▶ **PROBLEM TO SOLVE**
Count how many lines in the records below contain the string "wooden". Reply with the number alone.

Entries taken from a collection
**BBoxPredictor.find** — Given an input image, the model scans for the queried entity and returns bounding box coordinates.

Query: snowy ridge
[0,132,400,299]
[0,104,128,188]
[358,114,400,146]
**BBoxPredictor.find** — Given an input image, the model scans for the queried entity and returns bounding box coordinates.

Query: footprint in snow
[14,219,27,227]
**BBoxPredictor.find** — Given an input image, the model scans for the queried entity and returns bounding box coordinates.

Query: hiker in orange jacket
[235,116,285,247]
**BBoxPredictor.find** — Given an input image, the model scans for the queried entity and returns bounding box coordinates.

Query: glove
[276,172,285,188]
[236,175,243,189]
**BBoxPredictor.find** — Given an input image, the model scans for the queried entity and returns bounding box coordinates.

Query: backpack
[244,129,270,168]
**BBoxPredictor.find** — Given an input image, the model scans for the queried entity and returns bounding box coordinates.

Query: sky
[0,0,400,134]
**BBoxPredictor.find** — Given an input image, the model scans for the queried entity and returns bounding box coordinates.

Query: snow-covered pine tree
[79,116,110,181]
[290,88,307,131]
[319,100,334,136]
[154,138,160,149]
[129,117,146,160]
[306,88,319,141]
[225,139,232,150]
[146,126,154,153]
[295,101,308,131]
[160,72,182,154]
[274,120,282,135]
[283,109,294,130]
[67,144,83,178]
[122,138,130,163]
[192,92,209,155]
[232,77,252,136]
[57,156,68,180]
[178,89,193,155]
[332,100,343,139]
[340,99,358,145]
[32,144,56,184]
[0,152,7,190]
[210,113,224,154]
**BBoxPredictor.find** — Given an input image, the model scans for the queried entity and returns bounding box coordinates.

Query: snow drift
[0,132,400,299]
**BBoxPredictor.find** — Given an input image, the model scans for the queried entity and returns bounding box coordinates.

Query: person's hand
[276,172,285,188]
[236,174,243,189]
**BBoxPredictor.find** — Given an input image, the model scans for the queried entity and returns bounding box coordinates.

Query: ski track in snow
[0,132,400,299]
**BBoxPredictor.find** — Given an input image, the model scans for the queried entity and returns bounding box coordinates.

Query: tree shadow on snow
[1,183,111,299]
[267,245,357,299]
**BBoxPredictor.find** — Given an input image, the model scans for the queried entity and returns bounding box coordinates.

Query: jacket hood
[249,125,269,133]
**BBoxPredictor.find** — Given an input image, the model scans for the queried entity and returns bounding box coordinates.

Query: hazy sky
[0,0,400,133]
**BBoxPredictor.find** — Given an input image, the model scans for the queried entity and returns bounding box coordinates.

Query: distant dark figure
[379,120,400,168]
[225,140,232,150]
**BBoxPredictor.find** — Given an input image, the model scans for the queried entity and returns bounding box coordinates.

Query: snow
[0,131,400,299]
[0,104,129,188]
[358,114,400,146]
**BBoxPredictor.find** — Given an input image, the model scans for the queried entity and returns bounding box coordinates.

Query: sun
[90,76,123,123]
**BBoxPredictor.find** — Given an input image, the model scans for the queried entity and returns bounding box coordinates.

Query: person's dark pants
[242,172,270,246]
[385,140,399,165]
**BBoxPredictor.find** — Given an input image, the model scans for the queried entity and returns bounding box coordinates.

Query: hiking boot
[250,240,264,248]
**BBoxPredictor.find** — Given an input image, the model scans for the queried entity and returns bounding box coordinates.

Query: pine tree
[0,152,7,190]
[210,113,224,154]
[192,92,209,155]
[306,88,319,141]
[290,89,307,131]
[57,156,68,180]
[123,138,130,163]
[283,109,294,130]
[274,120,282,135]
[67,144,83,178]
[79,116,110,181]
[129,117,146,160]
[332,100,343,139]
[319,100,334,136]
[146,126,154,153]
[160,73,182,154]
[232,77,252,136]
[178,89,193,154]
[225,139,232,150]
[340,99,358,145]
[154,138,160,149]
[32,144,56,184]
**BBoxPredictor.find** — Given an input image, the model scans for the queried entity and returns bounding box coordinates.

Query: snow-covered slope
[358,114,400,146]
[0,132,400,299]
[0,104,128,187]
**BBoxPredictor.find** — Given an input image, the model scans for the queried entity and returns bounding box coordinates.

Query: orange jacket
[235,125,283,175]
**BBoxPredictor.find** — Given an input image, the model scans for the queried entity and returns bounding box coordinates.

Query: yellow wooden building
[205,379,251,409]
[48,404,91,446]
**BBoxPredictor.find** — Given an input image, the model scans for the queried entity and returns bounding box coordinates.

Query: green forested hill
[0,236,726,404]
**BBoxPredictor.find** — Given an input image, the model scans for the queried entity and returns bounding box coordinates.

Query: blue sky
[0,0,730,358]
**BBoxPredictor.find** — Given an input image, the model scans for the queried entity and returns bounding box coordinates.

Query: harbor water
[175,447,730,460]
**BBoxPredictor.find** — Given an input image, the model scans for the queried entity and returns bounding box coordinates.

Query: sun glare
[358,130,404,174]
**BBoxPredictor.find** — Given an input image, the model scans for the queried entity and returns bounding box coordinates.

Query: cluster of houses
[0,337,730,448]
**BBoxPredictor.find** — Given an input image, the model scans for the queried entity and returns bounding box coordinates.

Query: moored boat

--

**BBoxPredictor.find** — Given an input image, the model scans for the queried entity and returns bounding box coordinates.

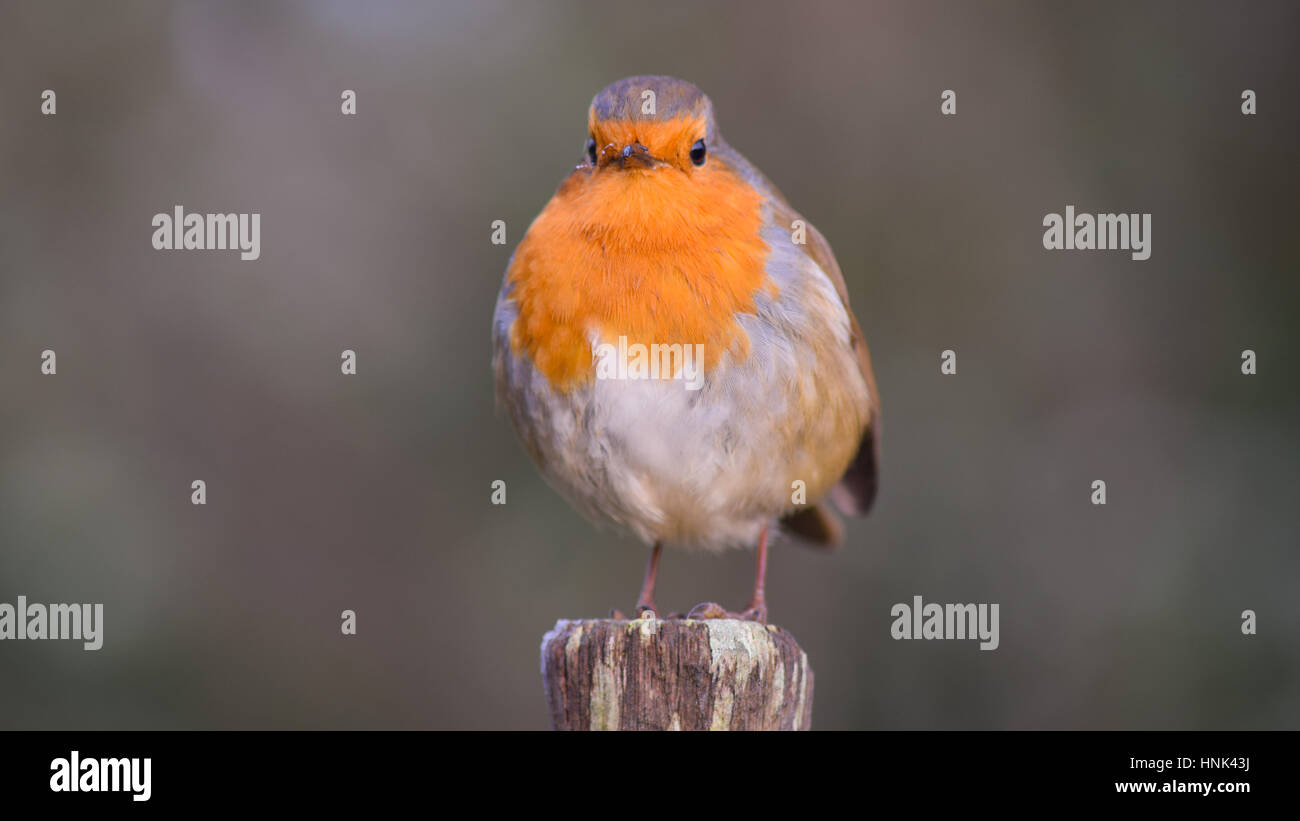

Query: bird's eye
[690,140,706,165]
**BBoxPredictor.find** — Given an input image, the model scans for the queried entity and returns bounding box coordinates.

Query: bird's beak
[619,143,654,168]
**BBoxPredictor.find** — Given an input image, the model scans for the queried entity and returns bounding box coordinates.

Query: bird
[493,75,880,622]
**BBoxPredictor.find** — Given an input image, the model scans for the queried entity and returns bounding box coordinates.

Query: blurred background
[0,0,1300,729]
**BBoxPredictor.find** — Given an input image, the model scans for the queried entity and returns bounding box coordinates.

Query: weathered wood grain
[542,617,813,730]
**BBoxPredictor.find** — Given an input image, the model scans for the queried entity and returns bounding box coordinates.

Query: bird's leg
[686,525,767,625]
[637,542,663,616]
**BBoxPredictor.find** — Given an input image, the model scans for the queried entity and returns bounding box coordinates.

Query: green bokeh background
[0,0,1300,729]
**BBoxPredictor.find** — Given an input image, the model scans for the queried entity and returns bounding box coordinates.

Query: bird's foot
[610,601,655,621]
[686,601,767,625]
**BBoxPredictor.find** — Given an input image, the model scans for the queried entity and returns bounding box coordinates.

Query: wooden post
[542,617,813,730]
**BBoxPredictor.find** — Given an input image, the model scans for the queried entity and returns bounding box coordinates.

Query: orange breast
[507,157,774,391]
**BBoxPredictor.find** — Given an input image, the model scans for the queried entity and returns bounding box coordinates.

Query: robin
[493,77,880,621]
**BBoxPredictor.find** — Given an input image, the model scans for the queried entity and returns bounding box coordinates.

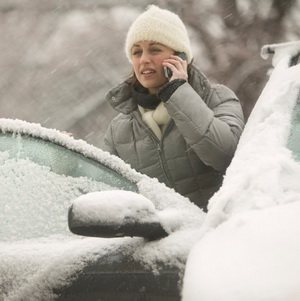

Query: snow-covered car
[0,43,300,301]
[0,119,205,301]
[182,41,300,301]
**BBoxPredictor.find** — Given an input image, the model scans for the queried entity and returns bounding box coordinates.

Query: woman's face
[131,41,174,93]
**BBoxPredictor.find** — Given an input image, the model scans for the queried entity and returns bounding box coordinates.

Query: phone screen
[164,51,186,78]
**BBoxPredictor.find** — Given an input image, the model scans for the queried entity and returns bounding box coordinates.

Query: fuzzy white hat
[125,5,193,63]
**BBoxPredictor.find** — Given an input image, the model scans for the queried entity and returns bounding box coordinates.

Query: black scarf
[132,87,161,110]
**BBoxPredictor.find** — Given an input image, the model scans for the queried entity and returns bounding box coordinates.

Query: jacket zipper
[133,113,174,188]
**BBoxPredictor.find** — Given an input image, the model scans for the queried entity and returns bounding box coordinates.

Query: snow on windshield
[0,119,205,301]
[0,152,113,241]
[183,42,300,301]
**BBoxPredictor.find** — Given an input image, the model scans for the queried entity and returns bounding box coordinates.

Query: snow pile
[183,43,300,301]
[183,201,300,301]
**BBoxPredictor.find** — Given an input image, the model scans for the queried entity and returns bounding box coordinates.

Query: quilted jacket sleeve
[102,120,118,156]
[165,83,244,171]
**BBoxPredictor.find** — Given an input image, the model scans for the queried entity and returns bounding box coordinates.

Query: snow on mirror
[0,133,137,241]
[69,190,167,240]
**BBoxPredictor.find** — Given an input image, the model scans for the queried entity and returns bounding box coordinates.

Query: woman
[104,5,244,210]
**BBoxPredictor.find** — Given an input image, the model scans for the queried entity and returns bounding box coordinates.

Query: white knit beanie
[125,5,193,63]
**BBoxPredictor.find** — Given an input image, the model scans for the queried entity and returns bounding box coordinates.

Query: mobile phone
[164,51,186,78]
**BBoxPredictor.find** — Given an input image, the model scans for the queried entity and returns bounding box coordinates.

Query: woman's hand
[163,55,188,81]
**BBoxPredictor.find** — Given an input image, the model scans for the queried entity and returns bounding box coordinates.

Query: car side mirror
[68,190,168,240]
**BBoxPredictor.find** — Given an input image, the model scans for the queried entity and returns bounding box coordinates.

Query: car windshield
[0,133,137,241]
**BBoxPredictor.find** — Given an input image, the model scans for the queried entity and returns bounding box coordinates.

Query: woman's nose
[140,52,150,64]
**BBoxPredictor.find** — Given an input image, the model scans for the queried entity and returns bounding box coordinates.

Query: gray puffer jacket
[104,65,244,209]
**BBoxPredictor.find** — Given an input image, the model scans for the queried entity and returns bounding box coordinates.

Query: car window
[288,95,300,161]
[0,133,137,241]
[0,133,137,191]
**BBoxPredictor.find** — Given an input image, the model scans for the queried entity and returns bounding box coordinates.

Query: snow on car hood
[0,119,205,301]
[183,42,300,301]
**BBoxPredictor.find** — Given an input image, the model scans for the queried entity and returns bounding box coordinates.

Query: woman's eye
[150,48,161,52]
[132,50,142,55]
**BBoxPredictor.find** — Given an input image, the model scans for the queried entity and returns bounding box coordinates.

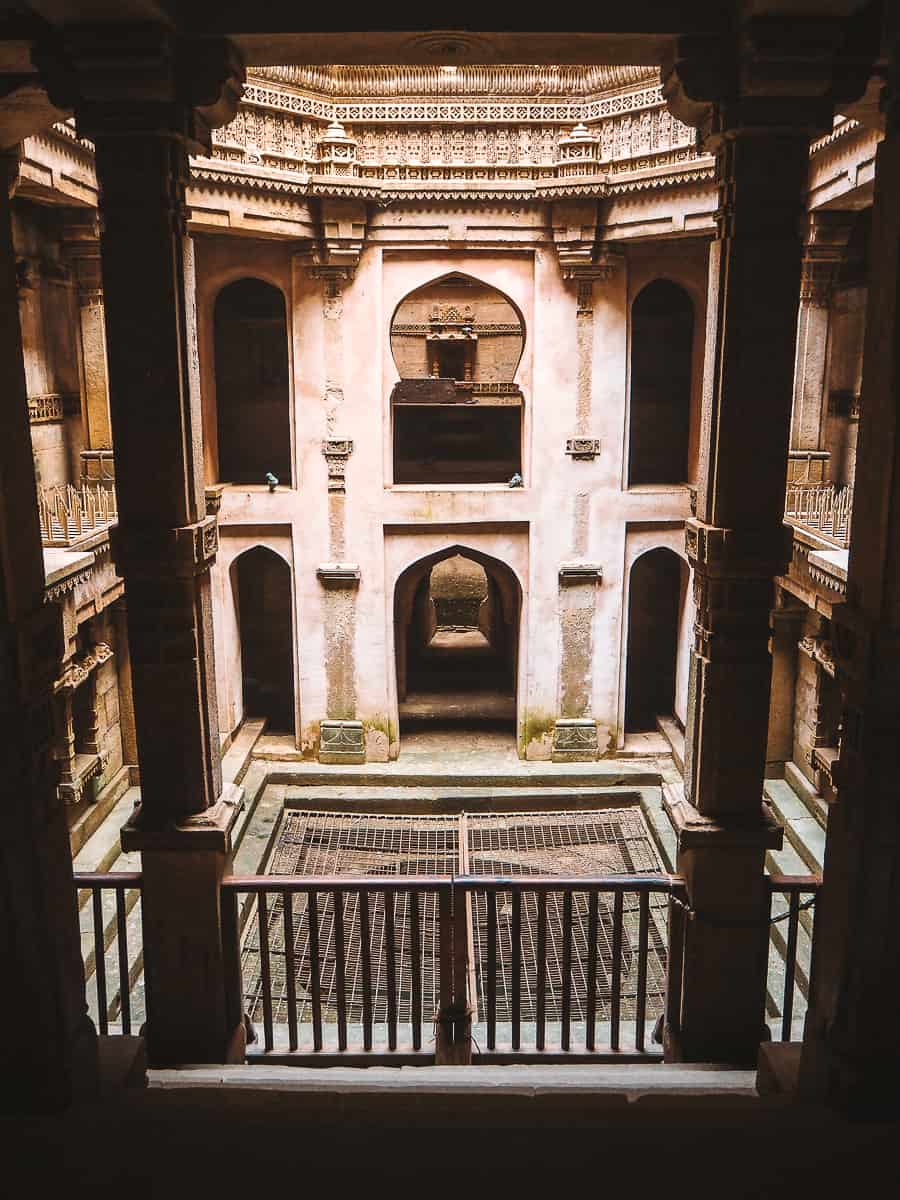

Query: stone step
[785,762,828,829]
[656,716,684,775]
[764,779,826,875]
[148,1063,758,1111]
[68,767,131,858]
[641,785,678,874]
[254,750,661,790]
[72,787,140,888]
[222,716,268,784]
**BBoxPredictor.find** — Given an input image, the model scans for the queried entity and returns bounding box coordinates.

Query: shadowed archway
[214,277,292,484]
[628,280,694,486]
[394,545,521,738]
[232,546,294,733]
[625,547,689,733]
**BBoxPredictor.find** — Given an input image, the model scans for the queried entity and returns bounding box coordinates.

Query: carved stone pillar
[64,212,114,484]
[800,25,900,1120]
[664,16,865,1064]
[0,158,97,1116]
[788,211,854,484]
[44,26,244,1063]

▶ **RESULT OF THE EXERCISE**
2